## Problem to solve
Only the lines from the one that contains "Locate the white ceiling" through the last line of the records should appear, each printed exactly as it is.

━━━━

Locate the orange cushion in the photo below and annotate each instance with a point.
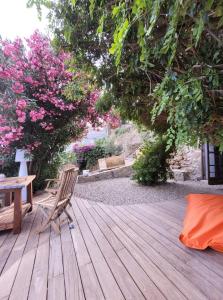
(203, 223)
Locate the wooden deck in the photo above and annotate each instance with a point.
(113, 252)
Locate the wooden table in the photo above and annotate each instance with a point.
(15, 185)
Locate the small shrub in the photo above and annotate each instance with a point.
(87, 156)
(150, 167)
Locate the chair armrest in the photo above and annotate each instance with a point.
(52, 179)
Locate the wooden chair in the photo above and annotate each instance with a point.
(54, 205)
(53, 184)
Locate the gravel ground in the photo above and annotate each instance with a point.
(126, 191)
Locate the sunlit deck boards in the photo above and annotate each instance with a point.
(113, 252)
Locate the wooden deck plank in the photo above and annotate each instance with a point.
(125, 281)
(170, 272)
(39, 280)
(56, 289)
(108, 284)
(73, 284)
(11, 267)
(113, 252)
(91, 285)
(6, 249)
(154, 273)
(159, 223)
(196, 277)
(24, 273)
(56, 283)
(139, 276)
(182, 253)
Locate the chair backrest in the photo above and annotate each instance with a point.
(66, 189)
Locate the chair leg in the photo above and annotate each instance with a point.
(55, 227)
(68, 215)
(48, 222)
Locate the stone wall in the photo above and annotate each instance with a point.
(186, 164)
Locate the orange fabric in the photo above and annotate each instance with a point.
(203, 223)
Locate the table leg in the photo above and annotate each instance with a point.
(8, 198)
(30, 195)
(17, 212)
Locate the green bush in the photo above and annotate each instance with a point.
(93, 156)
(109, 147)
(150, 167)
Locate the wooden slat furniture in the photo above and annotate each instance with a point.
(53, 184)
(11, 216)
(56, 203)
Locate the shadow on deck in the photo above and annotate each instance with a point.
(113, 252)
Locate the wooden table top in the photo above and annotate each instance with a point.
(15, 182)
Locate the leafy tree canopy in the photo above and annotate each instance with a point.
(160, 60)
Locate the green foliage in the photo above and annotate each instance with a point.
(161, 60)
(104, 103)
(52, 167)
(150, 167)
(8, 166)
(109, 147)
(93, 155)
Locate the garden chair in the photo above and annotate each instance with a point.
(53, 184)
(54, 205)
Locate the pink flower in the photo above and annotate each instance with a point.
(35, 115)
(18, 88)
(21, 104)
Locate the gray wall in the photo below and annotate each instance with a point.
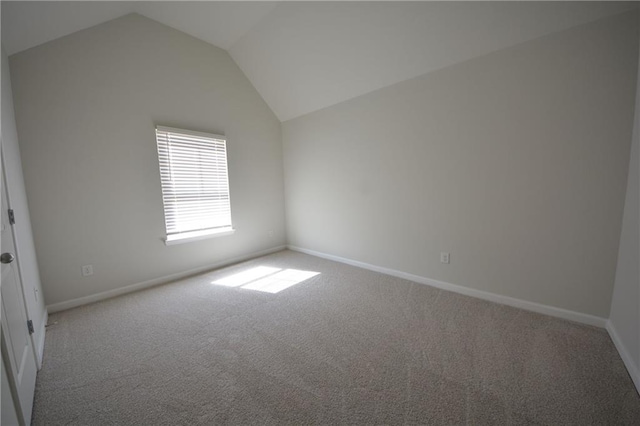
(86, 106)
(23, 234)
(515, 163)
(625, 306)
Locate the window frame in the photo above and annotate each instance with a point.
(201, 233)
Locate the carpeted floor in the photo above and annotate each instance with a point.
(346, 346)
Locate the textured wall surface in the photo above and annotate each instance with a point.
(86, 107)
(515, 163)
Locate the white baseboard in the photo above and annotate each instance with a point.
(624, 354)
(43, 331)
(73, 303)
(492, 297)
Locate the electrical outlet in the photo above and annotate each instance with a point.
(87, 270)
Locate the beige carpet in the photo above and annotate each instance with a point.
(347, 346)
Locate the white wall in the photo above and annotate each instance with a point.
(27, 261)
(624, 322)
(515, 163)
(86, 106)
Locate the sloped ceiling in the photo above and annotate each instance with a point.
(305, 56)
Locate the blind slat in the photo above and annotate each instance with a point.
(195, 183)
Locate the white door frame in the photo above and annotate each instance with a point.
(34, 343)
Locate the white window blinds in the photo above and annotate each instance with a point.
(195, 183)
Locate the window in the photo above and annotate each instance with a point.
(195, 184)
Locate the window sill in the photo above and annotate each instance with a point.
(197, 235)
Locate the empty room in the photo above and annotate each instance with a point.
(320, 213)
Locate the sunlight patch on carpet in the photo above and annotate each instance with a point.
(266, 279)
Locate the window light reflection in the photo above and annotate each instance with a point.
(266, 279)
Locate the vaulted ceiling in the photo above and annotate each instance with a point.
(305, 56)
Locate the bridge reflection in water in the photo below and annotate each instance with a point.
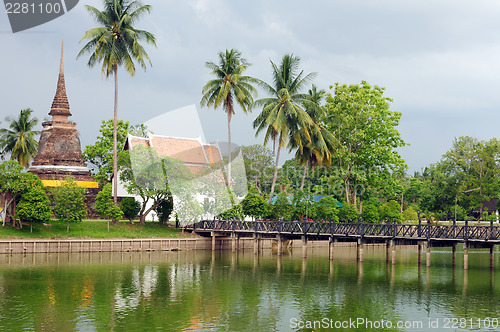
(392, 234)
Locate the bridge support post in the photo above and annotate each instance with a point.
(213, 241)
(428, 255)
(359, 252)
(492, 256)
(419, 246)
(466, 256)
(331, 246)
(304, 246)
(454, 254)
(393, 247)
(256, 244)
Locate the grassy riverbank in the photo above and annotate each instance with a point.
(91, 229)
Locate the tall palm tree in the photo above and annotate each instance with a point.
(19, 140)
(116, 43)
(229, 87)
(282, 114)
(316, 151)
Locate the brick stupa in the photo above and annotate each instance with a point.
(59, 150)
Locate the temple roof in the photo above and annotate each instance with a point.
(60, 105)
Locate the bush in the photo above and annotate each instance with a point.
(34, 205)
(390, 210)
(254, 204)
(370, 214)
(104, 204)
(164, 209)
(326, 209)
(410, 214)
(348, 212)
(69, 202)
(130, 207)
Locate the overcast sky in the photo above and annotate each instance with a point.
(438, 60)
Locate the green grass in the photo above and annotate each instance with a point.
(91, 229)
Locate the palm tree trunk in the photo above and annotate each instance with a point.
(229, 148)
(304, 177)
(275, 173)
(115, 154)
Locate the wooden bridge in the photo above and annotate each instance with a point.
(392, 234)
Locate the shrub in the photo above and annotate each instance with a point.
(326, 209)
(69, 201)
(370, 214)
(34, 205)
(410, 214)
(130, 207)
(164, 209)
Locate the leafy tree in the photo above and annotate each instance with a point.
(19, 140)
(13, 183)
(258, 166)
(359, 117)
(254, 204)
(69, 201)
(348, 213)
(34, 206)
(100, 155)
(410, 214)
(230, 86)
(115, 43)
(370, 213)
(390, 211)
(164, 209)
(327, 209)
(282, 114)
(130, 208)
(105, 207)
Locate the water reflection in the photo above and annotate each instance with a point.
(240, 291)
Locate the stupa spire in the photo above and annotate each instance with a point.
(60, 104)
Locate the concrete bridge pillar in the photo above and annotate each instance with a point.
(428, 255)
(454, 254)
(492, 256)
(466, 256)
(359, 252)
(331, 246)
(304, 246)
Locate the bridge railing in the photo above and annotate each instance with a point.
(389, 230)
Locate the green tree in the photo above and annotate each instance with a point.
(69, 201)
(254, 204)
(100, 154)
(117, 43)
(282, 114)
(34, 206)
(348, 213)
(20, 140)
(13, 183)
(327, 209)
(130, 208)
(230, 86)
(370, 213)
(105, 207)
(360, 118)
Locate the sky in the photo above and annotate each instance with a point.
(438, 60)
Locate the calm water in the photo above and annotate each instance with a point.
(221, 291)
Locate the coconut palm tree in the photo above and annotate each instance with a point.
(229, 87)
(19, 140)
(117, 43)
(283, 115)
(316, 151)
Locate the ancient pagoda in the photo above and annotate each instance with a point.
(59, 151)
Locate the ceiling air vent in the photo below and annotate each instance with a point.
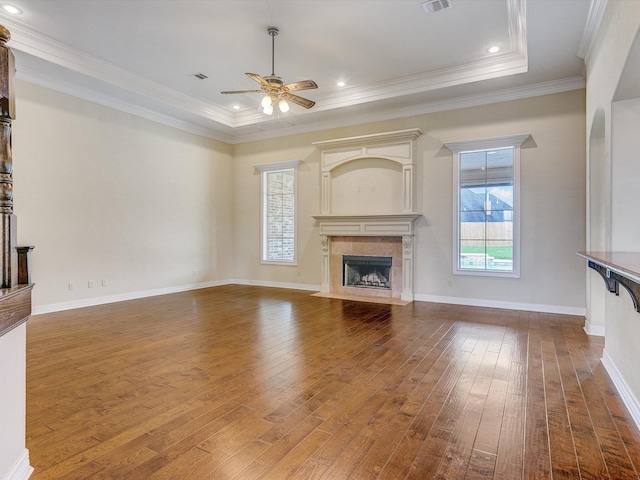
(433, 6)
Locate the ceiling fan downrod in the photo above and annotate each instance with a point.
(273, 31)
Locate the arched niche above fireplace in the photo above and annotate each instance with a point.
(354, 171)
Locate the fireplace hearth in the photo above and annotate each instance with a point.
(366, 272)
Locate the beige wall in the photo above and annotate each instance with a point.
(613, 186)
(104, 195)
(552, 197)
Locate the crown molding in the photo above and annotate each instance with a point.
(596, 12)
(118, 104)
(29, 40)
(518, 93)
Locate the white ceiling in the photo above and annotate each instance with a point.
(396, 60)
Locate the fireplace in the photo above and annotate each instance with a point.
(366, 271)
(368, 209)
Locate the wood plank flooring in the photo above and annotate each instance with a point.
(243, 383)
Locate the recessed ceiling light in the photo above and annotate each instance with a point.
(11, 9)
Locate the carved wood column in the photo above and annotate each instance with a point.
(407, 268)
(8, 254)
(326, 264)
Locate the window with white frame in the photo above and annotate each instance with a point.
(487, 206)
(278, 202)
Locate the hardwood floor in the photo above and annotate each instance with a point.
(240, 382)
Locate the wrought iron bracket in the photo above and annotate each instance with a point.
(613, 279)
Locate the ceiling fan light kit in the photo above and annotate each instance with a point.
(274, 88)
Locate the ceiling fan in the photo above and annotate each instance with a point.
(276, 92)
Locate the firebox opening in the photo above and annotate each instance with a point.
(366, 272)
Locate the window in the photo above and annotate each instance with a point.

━━━━

## Output for this exercise
Locate the white ceiling in the photo above and annotate each instance with a point.
(396, 60)
Locate the fireplace in the photo above and annotate each instance with a point.
(366, 271)
(368, 209)
Locate the wood plank flooring in the photo above and annotate each instance with a point.
(243, 383)
Locate the recessed ceiling light in the photo above and annotate each instance with a point.
(11, 9)
Locate the carved wood column in the photo above and annotate each instance with a point.
(407, 268)
(8, 254)
(326, 264)
Locate the window with white frame in the photo above and annotate each instance with a point.
(487, 206)
(278, 202)
Locate the hardwood floor in the photo above and annotate each instance with a point.
(240, 382)
Locate the wrought iron bracket in the photo above and annotate each instance with a point.
(613, 279)
Locate the ceiling fan light kit in the photo above and annotate each instance with a point.
(274, 88)
Locate the ceiling fan in the photo above and annotate each instance with a point.
(276, 92)
Locate the firebox opening in the photo above and annotate each instance with a point.
(366, 272)
Locate the window in the photo above and annotate each instance with a point.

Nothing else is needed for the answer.